### Given task:
List every line of the data below that contains the word "bare", copying each such line in full.

═════ Given data

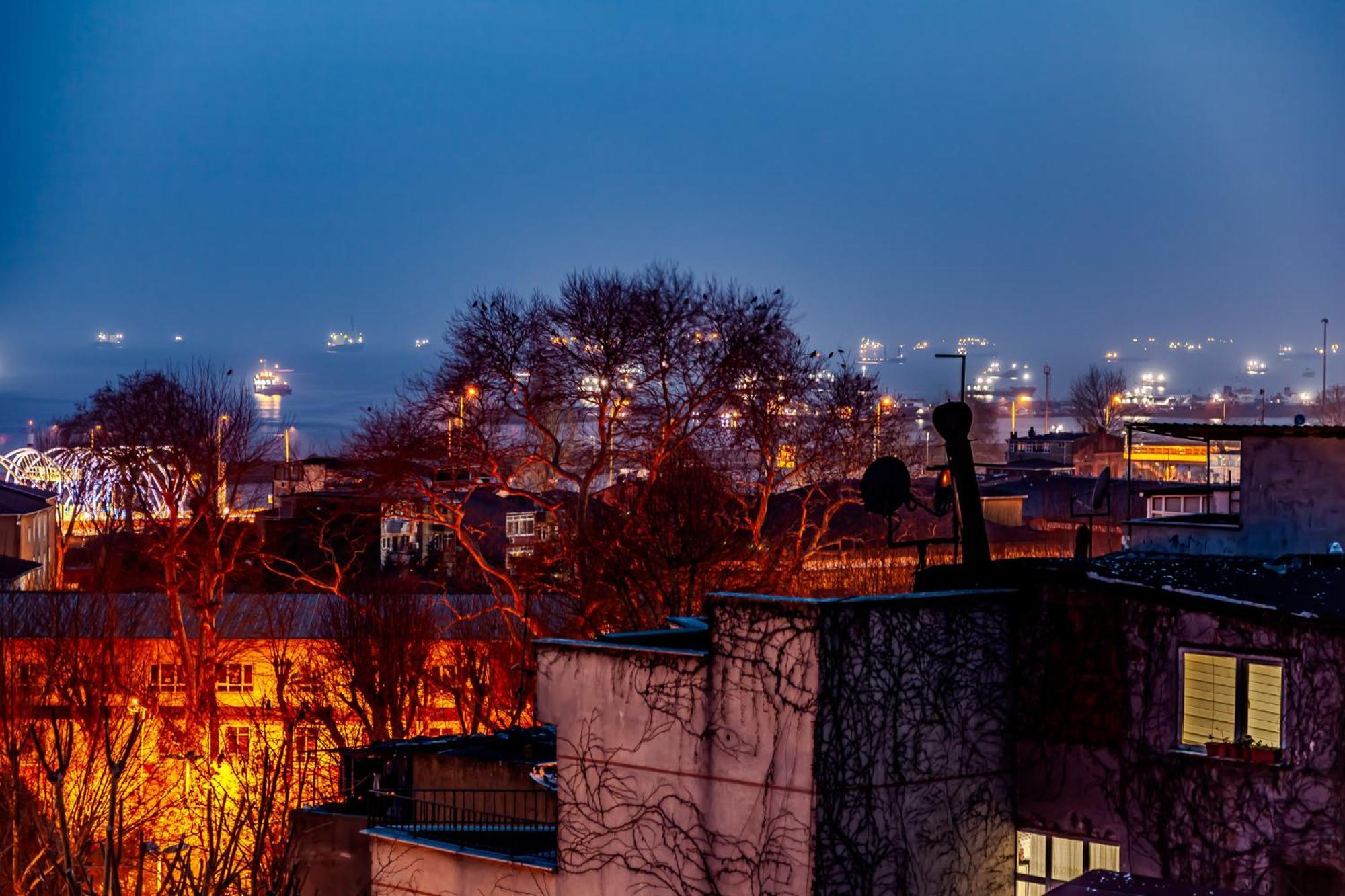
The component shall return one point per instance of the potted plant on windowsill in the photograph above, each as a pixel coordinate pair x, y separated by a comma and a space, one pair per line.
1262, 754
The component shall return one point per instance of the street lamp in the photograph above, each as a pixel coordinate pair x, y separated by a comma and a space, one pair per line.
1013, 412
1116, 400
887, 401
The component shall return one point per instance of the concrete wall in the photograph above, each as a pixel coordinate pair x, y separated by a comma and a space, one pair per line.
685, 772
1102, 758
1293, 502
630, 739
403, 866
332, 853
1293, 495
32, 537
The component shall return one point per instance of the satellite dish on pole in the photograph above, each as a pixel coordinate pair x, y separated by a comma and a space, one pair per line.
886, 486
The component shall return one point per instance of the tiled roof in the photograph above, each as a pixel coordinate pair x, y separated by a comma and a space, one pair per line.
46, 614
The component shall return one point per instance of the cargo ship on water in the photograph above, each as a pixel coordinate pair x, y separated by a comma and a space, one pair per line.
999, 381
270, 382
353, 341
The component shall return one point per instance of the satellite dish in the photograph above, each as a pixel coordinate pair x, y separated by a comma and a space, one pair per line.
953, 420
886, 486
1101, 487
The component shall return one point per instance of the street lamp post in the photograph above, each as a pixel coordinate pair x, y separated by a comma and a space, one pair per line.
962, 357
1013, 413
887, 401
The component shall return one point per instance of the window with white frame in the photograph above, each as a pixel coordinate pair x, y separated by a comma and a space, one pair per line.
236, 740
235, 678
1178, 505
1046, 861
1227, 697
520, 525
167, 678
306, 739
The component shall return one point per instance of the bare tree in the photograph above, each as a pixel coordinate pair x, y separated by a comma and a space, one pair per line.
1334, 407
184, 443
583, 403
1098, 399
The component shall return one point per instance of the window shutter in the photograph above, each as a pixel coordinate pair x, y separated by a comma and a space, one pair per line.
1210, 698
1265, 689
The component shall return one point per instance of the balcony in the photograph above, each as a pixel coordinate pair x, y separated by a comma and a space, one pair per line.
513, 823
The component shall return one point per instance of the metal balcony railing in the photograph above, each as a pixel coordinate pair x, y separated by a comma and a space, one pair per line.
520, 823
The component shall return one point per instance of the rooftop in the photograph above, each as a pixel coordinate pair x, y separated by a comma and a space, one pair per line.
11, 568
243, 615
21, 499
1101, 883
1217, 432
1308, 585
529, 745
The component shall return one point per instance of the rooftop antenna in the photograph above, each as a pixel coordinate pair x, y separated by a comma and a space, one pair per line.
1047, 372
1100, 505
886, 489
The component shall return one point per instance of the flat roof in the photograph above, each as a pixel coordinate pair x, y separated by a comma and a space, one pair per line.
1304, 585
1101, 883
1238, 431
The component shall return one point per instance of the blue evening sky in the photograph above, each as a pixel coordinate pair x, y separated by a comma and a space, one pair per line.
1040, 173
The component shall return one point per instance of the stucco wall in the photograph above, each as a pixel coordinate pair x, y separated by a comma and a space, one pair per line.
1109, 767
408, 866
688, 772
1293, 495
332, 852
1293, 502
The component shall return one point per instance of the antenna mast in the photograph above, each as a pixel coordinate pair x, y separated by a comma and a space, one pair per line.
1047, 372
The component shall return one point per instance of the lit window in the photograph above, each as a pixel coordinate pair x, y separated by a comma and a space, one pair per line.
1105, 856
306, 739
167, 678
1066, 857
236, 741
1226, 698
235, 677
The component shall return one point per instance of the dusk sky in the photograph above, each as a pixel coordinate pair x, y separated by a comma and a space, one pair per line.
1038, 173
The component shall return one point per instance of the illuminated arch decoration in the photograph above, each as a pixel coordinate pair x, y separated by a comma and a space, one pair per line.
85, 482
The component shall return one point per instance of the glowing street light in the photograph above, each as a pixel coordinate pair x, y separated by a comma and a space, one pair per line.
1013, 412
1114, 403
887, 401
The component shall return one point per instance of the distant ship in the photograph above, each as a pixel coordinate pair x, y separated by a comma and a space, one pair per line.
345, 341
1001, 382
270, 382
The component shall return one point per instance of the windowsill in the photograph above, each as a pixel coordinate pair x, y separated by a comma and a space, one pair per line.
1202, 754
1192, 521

══════════
═════ Given data

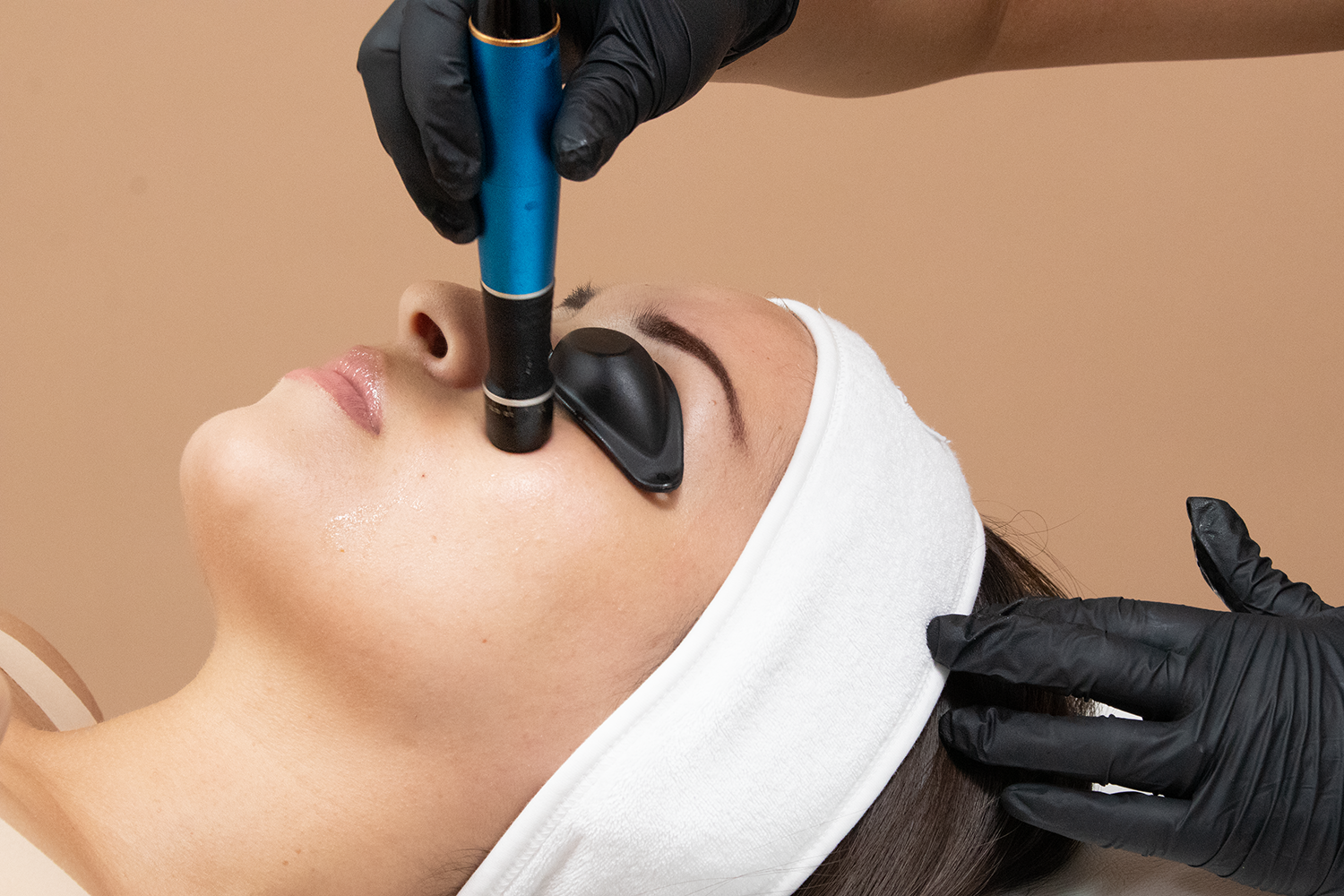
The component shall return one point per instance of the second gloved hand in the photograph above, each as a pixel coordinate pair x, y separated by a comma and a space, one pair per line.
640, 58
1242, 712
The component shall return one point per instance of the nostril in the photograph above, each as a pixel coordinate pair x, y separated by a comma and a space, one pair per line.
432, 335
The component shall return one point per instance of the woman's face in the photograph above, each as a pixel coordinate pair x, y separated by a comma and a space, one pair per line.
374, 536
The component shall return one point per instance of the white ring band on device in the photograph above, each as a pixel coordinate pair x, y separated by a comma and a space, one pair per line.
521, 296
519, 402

══════════
═════ Given data

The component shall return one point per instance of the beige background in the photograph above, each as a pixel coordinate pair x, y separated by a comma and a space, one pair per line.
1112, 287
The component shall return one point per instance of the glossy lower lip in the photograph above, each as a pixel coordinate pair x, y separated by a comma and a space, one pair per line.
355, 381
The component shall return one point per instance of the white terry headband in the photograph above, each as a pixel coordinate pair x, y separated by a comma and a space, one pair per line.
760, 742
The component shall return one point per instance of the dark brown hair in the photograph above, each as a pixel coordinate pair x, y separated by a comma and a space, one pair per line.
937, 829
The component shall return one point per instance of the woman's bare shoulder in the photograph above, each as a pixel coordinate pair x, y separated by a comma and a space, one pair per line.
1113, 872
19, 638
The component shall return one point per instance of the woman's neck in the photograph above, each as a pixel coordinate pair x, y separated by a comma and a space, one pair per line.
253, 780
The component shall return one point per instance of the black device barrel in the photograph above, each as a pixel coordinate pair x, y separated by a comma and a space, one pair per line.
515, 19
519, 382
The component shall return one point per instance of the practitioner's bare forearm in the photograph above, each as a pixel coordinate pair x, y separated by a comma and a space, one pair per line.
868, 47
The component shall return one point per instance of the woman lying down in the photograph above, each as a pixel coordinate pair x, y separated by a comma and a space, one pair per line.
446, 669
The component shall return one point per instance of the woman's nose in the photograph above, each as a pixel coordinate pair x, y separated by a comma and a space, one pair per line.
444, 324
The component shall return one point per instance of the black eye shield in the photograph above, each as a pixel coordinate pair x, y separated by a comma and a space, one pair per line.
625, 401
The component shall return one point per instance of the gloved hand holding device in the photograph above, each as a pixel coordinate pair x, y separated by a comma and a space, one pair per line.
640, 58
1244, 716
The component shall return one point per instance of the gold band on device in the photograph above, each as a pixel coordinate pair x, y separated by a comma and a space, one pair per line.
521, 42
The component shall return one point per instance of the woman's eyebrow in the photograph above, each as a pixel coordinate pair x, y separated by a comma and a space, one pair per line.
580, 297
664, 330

══════════

### Result of this exercise:
The component shall return one point per instance of the bare tree in the photograph above, each as a pixel coordinate pair x, y separated by a comma and a space, one pair per line.
The component shall return one point per instance of the woman's bare shoulder in the photograph above, each as a pixel coordinate pair x, y separated by a comma and a space, one pair per line.
The component shall return one point per instance of the practitioner's bare forearm in the photograph above, each as a pixel coordinate pair x, y separated by a comma and a space, one pair per line.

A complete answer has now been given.